■ **과제 내용**
아래 항목 가운데 "Return one point per instance of the reflected orange" 문구가 있는 줄부터 "x=215, y=391" 문구가 있는 줄까지 한 글자도 바꾸지 말고 옮겨 적으세요. 처음과 마지막 줄도 포함합니다.

일부 항목
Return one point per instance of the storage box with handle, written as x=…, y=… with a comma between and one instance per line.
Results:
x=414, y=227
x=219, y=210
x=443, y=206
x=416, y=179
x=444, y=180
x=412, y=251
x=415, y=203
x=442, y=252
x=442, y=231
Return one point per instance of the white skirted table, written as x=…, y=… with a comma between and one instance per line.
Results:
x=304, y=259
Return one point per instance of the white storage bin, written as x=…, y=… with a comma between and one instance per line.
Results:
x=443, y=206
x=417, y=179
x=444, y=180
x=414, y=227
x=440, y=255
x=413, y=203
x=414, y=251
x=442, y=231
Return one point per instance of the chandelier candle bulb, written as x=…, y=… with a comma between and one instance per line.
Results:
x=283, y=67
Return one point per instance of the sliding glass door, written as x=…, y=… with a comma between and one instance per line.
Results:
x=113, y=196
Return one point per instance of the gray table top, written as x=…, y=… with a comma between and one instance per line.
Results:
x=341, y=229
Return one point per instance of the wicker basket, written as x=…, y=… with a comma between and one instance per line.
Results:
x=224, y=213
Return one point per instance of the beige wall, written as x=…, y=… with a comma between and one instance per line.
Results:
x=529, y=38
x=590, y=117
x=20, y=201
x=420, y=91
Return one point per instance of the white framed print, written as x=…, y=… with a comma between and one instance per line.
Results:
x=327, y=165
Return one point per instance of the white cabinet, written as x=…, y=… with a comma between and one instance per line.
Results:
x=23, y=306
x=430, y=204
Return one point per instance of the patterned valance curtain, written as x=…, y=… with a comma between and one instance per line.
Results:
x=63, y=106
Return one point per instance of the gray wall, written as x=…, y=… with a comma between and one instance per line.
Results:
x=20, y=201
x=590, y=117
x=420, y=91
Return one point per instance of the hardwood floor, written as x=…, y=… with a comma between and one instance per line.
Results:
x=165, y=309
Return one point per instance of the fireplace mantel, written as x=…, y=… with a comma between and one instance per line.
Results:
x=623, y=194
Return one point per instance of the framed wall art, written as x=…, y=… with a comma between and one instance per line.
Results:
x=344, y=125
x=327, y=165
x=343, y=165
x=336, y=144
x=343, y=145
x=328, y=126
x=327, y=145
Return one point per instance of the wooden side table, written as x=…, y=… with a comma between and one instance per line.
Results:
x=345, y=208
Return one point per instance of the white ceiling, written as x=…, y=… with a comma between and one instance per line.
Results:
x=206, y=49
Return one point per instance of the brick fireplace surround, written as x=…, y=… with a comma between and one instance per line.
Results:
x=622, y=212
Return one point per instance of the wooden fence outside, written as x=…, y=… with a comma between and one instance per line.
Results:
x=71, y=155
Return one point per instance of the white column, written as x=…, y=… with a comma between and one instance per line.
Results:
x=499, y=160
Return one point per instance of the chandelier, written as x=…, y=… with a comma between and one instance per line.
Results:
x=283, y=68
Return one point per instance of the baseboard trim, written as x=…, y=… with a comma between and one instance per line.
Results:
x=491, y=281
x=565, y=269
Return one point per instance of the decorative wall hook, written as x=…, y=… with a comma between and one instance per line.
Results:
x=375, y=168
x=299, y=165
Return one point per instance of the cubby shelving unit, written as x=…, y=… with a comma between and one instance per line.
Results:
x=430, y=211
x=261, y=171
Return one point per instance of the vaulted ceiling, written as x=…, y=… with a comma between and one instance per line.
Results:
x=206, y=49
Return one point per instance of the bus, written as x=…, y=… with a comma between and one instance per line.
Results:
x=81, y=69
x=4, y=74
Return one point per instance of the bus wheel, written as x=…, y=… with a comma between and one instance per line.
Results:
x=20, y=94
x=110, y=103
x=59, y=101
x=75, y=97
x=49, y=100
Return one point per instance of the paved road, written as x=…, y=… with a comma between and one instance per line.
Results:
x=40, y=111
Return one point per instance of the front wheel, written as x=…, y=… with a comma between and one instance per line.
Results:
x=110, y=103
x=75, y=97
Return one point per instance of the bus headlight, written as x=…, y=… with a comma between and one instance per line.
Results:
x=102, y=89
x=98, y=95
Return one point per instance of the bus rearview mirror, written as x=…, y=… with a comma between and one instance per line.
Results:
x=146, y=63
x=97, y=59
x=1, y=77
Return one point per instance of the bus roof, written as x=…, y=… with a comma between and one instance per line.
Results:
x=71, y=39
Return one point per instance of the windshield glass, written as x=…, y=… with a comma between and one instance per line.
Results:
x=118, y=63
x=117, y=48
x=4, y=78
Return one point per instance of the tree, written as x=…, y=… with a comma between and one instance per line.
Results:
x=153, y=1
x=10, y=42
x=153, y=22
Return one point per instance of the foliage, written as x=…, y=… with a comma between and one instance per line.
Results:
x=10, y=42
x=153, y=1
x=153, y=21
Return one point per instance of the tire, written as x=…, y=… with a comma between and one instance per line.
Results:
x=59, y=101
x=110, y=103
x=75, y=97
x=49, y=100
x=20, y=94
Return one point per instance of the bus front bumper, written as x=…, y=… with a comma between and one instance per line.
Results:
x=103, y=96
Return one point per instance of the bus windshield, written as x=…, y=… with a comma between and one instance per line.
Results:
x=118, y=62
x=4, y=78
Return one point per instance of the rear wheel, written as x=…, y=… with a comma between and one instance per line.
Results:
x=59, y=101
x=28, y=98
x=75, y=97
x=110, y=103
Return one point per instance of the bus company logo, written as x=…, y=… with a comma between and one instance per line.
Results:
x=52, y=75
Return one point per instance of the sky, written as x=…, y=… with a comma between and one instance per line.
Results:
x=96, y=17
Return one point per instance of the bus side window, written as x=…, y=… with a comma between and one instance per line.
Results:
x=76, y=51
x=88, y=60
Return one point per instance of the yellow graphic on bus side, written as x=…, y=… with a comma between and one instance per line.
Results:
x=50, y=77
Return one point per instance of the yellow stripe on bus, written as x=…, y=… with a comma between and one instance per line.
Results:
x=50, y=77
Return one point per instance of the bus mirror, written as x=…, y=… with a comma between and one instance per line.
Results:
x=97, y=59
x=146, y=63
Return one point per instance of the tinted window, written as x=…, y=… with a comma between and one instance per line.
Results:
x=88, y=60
---
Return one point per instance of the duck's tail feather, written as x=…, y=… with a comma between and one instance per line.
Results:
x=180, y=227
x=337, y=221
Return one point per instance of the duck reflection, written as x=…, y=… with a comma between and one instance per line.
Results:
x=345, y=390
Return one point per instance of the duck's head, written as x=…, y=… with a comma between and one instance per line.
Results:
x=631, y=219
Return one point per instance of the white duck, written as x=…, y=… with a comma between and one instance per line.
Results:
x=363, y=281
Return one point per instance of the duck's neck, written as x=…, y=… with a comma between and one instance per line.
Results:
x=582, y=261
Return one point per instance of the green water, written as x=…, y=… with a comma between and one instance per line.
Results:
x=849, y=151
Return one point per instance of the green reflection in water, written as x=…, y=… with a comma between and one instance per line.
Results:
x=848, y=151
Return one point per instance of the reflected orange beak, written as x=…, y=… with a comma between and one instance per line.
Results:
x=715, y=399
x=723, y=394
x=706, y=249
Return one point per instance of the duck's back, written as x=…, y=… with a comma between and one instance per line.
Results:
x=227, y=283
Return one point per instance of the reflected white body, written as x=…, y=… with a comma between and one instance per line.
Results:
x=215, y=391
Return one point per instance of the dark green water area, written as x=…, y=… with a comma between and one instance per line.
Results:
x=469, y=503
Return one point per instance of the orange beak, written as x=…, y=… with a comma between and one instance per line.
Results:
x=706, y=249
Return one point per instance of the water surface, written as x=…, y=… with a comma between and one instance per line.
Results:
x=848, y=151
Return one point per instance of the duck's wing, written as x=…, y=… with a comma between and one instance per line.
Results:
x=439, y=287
--
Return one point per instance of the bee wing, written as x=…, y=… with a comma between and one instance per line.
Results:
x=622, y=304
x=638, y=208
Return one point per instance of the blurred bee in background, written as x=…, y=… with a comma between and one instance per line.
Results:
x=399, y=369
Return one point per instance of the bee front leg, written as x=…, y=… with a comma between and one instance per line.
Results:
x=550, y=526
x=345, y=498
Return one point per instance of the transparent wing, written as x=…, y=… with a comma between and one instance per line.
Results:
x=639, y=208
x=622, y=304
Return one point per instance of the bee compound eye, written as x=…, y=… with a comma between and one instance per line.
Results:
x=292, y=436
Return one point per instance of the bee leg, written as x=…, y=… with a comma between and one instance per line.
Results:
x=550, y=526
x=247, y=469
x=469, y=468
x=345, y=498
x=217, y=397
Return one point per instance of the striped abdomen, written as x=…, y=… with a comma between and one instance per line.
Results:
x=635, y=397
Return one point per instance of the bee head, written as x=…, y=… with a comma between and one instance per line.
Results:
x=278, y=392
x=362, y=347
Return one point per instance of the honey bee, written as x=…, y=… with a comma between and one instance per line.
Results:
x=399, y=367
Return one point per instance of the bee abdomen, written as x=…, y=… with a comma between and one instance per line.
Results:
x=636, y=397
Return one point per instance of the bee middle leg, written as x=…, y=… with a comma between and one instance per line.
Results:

■ **정답**
Return one point per instance of the reflected orange beak, written as x=…, y=… with a comma between and one instance per line.
Results:
x=715, y=399
x=723, y=394
x=706, y=249
Return one point per instance of the duck's back, written as x=…, y=… with a comma between and one instance per line.
Results:
x=227, y=283
Return one point per instance of the reflected white body, written as x=…, y=… with a comma between and one instance per line.
Results:
x=215, y=391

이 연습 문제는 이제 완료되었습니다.